Tasks to perform:
1. Write out the passage on extend-only database design word for word, from "--populate new table;" up to and including "the same time.".
2. Extract each line of the records that contains the word "jacket".

Source:
===

Extend-only design requires some more planning and perhaps some more flexibility on the application-programming side of things in this scenario, but the results are drastically improved:

CREATE TABLE User_Emails(
	UserId int,
	IsPrimary bool default true,
	Email nvarchar(255) not null,
	PRIMARY KEY(UserId, Email),
	FOREIGN KEY(UserId) REFERENCES Users(UserId)
);

--populate new table; this is not necessary
SELECT Users.UserId, Users.Email
	INTO User_Emails
	FROM Users;


-- don't modify existing column, add a new optional one
ALTER TABLE Users ADD NewHashedPassword Password default null;

What did we do differently here?

Kept the existing Users.Email field, which can still be used by older versions of the software (i.e. other services that read from the same database) - and we have the option to keep populating that record during INSERTs in order to maintain backwards compatibility and
Added a new, optional Users.NewHashedPassword field that uses the updated datatype - so our application can keep reading from the previous Users.HashedPassword rather than force all users to reset their password at the same time.

===

Coordinate labeling records:
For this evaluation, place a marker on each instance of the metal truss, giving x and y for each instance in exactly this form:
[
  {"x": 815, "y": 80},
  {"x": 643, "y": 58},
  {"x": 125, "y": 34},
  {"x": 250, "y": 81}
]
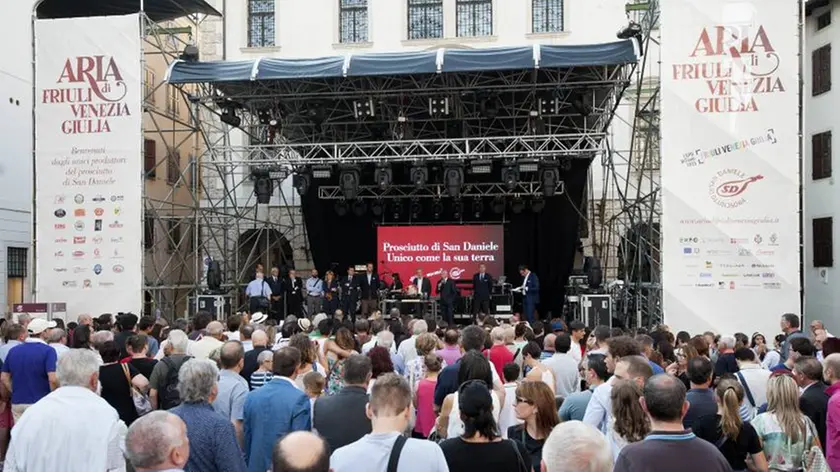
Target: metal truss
[
  {"x": 625, "y": 219},
  {"x": 500, "y": 189}
]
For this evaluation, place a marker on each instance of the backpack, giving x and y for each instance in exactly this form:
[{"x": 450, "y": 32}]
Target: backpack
[{"x": 169, "y": 396}]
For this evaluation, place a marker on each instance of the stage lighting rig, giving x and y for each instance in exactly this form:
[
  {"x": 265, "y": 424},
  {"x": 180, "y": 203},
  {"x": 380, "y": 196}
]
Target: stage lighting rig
[
  {"x": 453, "y": 177},
  {"x": 349, "y": 180},
  {"x": 549, "y": 177},
  {"x": 419, "y": 176},
  {"x": 301, "y": 182},
  {"x": 510, "y": 176},
  {"x": 383, "y": 175}
]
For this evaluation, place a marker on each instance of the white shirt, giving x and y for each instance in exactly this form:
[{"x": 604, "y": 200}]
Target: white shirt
[{"x": 69, "y": 416}]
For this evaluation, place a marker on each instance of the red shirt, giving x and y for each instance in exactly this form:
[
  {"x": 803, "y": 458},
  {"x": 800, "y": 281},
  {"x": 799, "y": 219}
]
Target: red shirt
[{"x": 499, "y": 355}]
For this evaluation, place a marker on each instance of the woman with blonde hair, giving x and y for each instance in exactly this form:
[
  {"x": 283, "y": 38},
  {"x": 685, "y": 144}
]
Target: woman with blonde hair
[
  {"x": 786, "y": 434},
  {"x": 629, "y": 422},
  {"x": 736, "y": 440}
]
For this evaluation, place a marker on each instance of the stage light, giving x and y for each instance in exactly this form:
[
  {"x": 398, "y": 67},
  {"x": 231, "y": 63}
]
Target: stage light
[
  {"x": 383, "y": 175},
  {"x": 359, "y": 208},
  {"x": 453, "y": 178},
  {"x": 322, "y": 172},
  {"x": 457, "y": 209},
  {"x": 437, "y": 208},
  {"x": 510, "y": 176},
  {"x": 341, "y": 208},
  {"x": 481, "y": 166},
  {"x": 301, "y": 182},
  {"x": 517, "y": 205},
  {"x": 478, "y": 207},
  {"x": 498, "y": 205},
  {"x": 419, "y": 176},
  {"x": 377, "y": 207},
  {"x": 348, "y": 181},
  {"x": 263, "y": 189},
  {"x": 528, "y": 165},
  {"x": 230, "y": 118},
  {"x": 439, "y": 106},
  {"x": 549, "y": 177},
  {"x": 416, "y": 208},
  {"x": 537, "y": 204}
]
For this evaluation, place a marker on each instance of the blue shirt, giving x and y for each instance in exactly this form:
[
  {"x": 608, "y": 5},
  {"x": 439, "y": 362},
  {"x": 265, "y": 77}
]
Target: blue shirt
[
  {"x": 213, "y": 445},
  {"x": 258, "y": 288},
  {"x": 28, "y": 364},
  {"x": 271, "y": 412}
]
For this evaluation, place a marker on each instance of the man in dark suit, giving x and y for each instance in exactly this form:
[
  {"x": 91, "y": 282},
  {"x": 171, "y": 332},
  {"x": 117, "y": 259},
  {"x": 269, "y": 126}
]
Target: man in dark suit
[
  {"x": 482, "y": 288},
  {"x": 448, "y": 293},
  {"x": 423, "y": 286},
  {"x": 349, "y": 293},
  {"x": 341, "y": 418},
  {"x": 369, "y": 287},
  {"x": 530, "y": 292},
  {"x": 813, "y": 401},
  {"x": 275, "y": 283},
  {"x": 294, "y": 294}
]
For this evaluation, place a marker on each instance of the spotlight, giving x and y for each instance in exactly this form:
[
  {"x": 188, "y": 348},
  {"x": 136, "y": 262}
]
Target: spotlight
[
  {"x": 341, "y": 208},
  {"x": 510, "y": 176},
  {"x": 437, "y": 208},
  {"x": 517, "y": 205},
  {"x": 537, "y": 204},
  {"x": 453, "y": 178},
  {"x": 349, "y": 181},
  {"x": 396, "y": 209},
  {"x": 377, "y": 207},
  {"x": 416, "y": 208},
  {"x": 383, "y": 175},
  {"x": 301, "y": 182},
  {"x": 230, "y": 118},
  {"x": 359, "y": 208},
  {"x": 478, "y": 208},
  {"x": 263, "y": 189},
  {"x": 457, "y": 209},
  {"x": 498, "y": 205},
  {"x": 419, "y": 176},
  {"x": 549, "y": 177},
  {"x": 322, "y": 172}
]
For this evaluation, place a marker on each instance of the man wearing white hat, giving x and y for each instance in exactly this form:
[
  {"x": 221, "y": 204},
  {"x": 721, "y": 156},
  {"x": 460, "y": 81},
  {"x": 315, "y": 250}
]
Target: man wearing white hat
[{"x": 30, "y": 367}]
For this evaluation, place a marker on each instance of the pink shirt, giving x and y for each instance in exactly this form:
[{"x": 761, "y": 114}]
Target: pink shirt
[{"x": 425, "y": 407}]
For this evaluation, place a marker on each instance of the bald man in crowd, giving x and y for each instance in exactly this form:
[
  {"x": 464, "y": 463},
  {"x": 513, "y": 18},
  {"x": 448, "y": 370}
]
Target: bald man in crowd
[{"x": 301, "y": 451}]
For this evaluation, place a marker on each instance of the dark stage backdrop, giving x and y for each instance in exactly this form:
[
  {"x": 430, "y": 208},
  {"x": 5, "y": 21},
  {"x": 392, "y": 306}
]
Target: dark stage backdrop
[{"x": 544, "y": 241}]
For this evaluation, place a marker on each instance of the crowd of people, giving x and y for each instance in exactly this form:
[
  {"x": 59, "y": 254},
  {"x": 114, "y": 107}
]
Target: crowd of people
[{"x": 396, "y": 393}]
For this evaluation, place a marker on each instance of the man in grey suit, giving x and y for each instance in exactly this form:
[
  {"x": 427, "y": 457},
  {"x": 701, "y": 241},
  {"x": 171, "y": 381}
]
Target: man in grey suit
[{"x": 341, "y": 418}]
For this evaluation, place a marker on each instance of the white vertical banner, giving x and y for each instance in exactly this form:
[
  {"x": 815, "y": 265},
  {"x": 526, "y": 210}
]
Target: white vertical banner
[
  {"x": 730, "y": 164},
  {"x": 88, "y": 163}
]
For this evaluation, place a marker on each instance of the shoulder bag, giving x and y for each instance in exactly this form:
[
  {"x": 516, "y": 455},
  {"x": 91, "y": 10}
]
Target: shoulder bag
[{"x": 141, "y": 401}]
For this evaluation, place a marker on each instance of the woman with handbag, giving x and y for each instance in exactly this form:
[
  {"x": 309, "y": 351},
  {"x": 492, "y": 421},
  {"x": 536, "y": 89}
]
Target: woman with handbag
[{"x": 119, "y": 382}]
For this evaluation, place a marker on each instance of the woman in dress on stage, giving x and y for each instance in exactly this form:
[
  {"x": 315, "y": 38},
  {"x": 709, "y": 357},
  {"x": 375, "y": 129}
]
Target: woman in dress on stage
[{"x": 330, "y": 293}]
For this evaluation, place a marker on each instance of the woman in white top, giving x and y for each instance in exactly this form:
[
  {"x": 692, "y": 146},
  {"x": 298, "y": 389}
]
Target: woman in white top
[
  {"x": 628, "y": 423},
  {"x": 473, "y": 366},
  {"x": 536, "y": 371}
]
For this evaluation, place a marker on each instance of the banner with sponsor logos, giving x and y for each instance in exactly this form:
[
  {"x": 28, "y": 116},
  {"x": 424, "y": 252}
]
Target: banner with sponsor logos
[
  {"x": 88, "y": 164},
  {"x": 730, "y": 164}
]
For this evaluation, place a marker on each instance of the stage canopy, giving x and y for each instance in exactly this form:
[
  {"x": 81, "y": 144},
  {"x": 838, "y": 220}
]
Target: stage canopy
[
  {"x": 406, "y": 63},
  {"x": 156, "y": 10}
]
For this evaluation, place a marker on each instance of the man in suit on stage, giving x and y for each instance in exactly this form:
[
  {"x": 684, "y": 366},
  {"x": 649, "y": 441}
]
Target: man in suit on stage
[
  {"x": 369, "y": 285},
  {"x": 530, "y": 292},
  {"x": 294, "y": 294},
  {"x": 276, "y": 284},
  {"x": 482, "y": 288},
  {"x": 350, "y": 293},
  {"x": 424, "y": 291},
  {"x": 448, "y": 293}
]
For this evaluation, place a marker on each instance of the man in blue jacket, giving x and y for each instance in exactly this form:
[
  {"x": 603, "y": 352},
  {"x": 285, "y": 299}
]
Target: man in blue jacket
[{"x": 275, "y": 410}]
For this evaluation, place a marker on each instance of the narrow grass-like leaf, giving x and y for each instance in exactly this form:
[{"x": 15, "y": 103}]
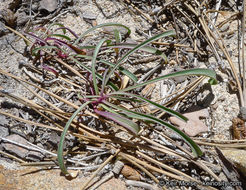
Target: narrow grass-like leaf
[
  {"x": 146, "y": 117},
  {"x": 203, "y": 72},
  {"x": 94, "y": 59},
  {"x": 66, "y": 28},
  {"x": 148, "y": 49},
  {"x": 62, "y": 139},
  {"x": 54, "y": 24},
  {"x": 127, "y": 123},
  {"x": 164, "y": 34},
  {"x": 112, "y": 85},
  {"x": 61, "y": 36},
  {"x": 163, "y": 108},
  {"x": 35, "y": 50},
  {"x": 100, "y": 26},
  {"x": 121, "y": 69}
]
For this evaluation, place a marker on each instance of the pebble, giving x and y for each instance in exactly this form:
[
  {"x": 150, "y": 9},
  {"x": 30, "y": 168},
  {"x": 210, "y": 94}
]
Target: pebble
[
  {"x": 130, "y": 173},
  {"x": 89, "y": 15},
  {"x": 3, "y": 30}
]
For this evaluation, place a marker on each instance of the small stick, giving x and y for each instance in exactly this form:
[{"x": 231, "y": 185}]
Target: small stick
[
  {"x": 139, "y": 184},
  {"x": 99, "y": 169},
  {"x": 11, "y": 156}
]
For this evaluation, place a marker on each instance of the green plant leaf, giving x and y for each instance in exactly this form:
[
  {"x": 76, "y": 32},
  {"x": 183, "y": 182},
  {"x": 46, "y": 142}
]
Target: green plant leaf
[
  {"x": 195, "y": 148},
  {"x": 120, "y": 61},
  {"x": 148, "y": 49},
  {"x": 163, "y": 108},
  {"x": 123, "y": 121},
  {"x": 54, "y": 24},
  {"x": 41, "y": 48},
  {"x": 94, "y": 59},
  {"x": 100, "y": 26},
  {"x": 61, "y": 36},
  {"x": 121, "y": 69},
  {"x": 203, "y": 72},
  {"x": 112, "y": 85},
  {"x": 62, "y": 139}
]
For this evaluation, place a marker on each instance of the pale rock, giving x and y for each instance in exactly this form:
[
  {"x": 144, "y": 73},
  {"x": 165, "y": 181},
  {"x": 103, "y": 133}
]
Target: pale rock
[{"x": 238, "y": 158}]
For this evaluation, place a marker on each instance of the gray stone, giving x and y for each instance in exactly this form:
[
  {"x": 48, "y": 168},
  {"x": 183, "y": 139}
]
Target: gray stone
[
  {"x": 238, "y": 158},
  {"x": 19, "y": 151},
  {"x": 3, "y": 30},
  {"x": 243, "y": 112},
  {"x": 4, "y": 131}
]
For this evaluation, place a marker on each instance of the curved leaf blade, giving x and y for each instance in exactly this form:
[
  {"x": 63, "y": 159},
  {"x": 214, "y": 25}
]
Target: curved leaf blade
[
  {"x": 163, "y": 108},
  {"x": 164, "y": 34}
]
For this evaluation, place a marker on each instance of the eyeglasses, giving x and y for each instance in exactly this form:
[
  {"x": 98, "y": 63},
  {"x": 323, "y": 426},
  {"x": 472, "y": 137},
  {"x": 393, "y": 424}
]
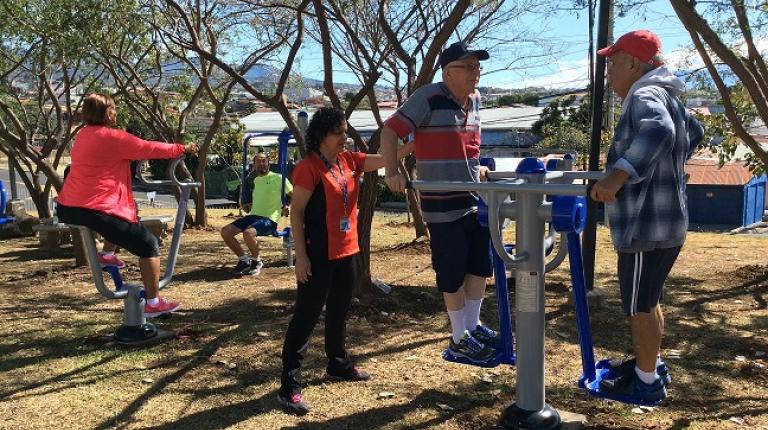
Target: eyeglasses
[{"x": 468, "y": 67}]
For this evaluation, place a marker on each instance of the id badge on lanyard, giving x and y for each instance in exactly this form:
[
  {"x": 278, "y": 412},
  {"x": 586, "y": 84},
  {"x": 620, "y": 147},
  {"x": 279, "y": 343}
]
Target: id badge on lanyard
[{"x": 345, "y": 225}]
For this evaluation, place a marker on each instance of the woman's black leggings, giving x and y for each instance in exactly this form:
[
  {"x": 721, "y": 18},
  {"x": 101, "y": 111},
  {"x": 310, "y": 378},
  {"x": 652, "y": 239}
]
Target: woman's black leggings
[
  {"x": 331, "y": 285},
  {"x": 133, "y": 236}
]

===

Outputs in order:
1.
--populate new table; this is not necessary
SELECT Users.UserId, Users.Email
	INTO User_Emails
	FROM Users;


-- don't modify existing column, add a new optional one
ALTER TABLE Users ADD NewHashedPassword Password default null;

What did we do differently here?

Kept the existing Users.Email field, which can still be used by older versions of the software (i.e. other services that read from the same database) - and we have the option to keep populating that record during INSERTs in order to maintain backwards compatibility and
Added a new, optional Users.NewHashedPassword field that uses the updated datatype - so our application can keep reading from the previous Users.HashedPassword rather than force all users to reset their password at the same time.

2.
For this evaluation, place a marker on each instance of the man in blue jacket, giving x and y for each instance in exactly this form:
Target: man in blue jacket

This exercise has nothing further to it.